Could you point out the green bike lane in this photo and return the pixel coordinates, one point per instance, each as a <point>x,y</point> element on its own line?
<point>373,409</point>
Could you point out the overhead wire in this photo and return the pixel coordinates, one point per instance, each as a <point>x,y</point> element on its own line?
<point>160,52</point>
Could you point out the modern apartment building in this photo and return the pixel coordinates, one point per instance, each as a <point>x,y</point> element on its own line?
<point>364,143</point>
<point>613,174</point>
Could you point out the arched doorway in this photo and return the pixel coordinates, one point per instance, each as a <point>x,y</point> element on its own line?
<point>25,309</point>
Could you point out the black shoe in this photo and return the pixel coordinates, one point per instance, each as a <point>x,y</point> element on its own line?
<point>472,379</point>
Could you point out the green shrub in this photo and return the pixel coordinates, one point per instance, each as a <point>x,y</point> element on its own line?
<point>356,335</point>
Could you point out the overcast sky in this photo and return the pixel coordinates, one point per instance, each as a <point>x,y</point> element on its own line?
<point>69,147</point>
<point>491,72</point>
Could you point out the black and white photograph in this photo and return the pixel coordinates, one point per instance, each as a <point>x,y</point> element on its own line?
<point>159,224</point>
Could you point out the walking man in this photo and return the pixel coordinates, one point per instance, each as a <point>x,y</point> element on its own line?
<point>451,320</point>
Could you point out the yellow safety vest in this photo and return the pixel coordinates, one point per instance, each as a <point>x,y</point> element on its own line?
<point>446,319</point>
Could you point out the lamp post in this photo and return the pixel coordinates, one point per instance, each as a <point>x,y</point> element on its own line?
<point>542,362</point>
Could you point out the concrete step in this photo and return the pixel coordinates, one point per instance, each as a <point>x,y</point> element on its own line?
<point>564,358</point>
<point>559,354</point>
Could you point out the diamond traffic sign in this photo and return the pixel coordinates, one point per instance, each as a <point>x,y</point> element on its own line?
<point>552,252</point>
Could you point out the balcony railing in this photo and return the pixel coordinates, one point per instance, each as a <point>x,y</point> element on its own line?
━━━━━━
TASK BRIEF. Return every item above verbatim, one line per line, in the original order and with no changes.

THE RESULT.
Could you point out the green bike lane in this photo and return the pixel coordinates, one point per instance, each as a <point>x,y</point> element on its own line?
<point>373,409</point>
Could you point out the overhead wire in this photo and return the pixel coordinates, one point per instance, each as a <point>x,y</point> element on its own line?
<point>160,52</point>
Could you point out the modern apartment building in this photo and return the pixel coordinates, one point per instance, each as a <point>x,y</point> element on its own line?
<point>364,143</point>
<point>613,174</point>
Could you point out the arched doorway in this photo and return the pixel coordinates, one point per instance, each as a <point>x,y</point> element on its own line?
<point>25,309</point>
Could you point out the black shoe in this photo and return the pixel coordinates, one point per instance, each as a <point>x,y</point> element on its own line?
<point>472,379</point>
Could you point out the green shrub in this photo and return the pixel coordinates, one point per instance, each as a <point>x,y</point> element on its own line?
<point>356,335</point>
Could you point out the overcast sky in this photo and return the pixel coordinates, one point per instance, each as a <point>x,y</point> element on its own line?
<point>69,147</point>
<point>491,72</point>
Could you point out the black and white photograph in this photo and return the pixel coordinates, one point per instance, each as a <point>x,y</point> element on its own line?
<point>159,224</point>
Could you point out the walking man in this photo and return the pixel coordinates, one point per instance, each as a <point>x,y</point> element on its own line?
<point>451,320</point>
Could you point out the yellow safety vest in this photo and return the pixel coordinates, one point per instance, each as a <point>x,y</point> element on its own line?
<point>446,319</point>
Could you point out the lamp post in this photo and return the pixel coordinates, one point per instance, each as a <point>x,y</point> element on its own line?
<point>542,362</point>
Could you point out the concrete step in this photo and return the pixel coordinates, one point per instance, each as a <point>x,y</point> element on its own line?
<point>564,358</point>
<point>559,354</point>
Could you point out the diamond traffic sign in this photo and return the pixel coordinates, one point per instance, each as a <point>x,y</point> element on its own line?
<point>552,252</point>
Could you point out the balcony railing in this photo and return the pixel coordinates, one point per instance, each as a <point>x,y</point> element on its own line?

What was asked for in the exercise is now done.